> **Questions on the material**:
[a] Answer these from the article below on Toronto's KPMG review of city services:
(i) To which body did the Public Works committee pass all responsibility for the proposals?
(ii) According to Gord Perks, how many people filled out a survey?
(iii) How many pages long is the KPMG report on the Public Works and Infrastructure budget?
[b] Write what comes next in the article on Toronto's KPMG review of city services, beginning after its final sentence.

> **Passage shown**:
★ ★ ★ ★ ★ ★ ★
Proposals to eliminate fluoride from Toronto tap-water, scale back snowplowing and terminate windrow clearing have cleared a round one of City Hall scrutiny unscathed, setting the stage for an epic battle over city services during round two this September.

At a special Public Works committee meeting on Monday, members balked at public pressure to delete even the most politically toxic of suggestions arising from a KPMG review of core city services, deciding instead to punt all responsibility to Mayor Rob Ford's all-powerful Executive Committee.

"Well, that was a waste of a day," said left-leaning committee member Gord Perks soon after the meeting broke around 5 p.m. "We just went through a month of public consultations, 16,000 people filling out a survey, a whole day of deputations - to do absolutely nothing."

That decision to refer presents, at long last, the strategy Mr. Ford and his allies on council will deploy in ramming the KPMG report through City Hall: Wresting the consultant's proposals out of standing committees, where left-wing councillors hold some political sway, and placing them in the hands Mr. Ford's executive inner circle.

"We had an opportunity today to take things off the table for special interests, and we didn't do that," said committee member David Shiner. "We didn't do that because we have to look everywhere for ways to balance the budget in the city."

The meeting met to debate a single agenda item: a 43-page KPMG report on excess services in the $1-billion Public Works and Infrastructure budget.

That report, released last week, proposed a spate of cost-cutting measures that immediately raised hackles among councillors and residents: reducing Toronto's much-praised 70-per-cent waste diversion target, reducing snow-plowing on residential streets, charging fees for all street event permits, eliminating windrow snow clearing in the suburbs, outsourcing grass cutting, reducing street cleaning and trimming the scale of Toronto's bicycle infrastructure.
★ ★ ★ ★ ★ ★ ★
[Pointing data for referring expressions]
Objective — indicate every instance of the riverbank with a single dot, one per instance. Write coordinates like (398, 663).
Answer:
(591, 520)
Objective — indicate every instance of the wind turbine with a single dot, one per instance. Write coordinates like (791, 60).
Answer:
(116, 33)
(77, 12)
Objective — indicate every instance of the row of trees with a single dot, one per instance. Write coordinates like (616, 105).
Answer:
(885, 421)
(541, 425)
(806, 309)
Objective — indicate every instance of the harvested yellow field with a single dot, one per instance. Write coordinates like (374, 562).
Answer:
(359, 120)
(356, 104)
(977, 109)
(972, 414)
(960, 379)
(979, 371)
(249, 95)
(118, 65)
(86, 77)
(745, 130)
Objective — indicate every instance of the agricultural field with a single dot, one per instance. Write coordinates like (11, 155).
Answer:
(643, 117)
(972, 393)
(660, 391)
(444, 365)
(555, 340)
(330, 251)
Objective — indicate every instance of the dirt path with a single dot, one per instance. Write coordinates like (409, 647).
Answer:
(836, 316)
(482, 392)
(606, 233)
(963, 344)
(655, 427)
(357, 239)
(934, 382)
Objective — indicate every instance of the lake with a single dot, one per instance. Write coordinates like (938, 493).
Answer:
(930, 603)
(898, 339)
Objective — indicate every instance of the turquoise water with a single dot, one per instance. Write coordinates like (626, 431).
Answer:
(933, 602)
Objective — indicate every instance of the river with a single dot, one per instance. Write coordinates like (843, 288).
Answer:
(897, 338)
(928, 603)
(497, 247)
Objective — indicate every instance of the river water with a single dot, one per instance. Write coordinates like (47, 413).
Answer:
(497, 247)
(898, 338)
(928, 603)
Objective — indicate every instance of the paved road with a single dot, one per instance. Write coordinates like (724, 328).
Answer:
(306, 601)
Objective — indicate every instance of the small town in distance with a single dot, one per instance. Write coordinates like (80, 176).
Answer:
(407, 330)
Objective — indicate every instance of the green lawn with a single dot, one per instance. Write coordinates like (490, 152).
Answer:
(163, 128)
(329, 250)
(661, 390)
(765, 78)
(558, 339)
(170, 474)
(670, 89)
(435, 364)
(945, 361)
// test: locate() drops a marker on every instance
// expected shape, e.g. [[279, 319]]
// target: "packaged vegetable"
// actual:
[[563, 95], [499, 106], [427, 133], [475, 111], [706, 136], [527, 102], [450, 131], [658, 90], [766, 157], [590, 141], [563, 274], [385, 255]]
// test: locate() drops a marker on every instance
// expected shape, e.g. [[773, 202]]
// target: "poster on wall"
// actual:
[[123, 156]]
★ ★ ★ ★ ★ ★ ★
> **Results for each task**:
[a]
(i) Mayor Rob Ford's Executive Committee
(ii) 16,000 people
(iii) 43 pages

[b]
The committee heard from nearly 30 speakers, ranging from a professor of pediatric dentistry who warned of an increase in dental problems if fluoride is removed from drinking water, to an environmental activist who labelled figures in the report "misleading" for focusing on what programs such as recycling cost but not what revenues they may generate.

"Not only is there incomplete information here, but the information that is presented is either deliberately misleading or a consequence of sloppy research," said Franz Hartmann, executive director of the Toronto Environmental Alliance.

Councillors questioned the KPMG consultants at length, highlighting several perceived flaws in their work, including its narrow range of comparisons to other cities, lack of hard figures enumerating the total cost savings of each proposal and absence of thorough health impact assessments.

Left-leaning councillors introduced a several motions that would have forced city staff to fill some of these factual voids, most of which were voted down.

"We're still at sea and the Mayor of Toronto won't tell us what he wants to do," complained Mr. Perks.

Mr. Shiner dropped a final procedural bomb his motion to refer the entire KPMG report to the Executive Committee with a few minor tweaks that will compel city staff to find savings in budgets for snow-plowing, windrow clearing and street sweeping, as well as study the effects of ending fluoride in tap water.

Councillor Adam Vaughan called it a case of "gutless" indecision.

Mr. Shiner drew an inverse conclusion. "The tough decision is to keep things on the table," he said. "The tough decision is to keep looking at those projects and those services you know people appreciate."

The Executive Committee will meet to review core-service-review recommendations from standing committees on Sept. 19 before passing them along to Council the following week.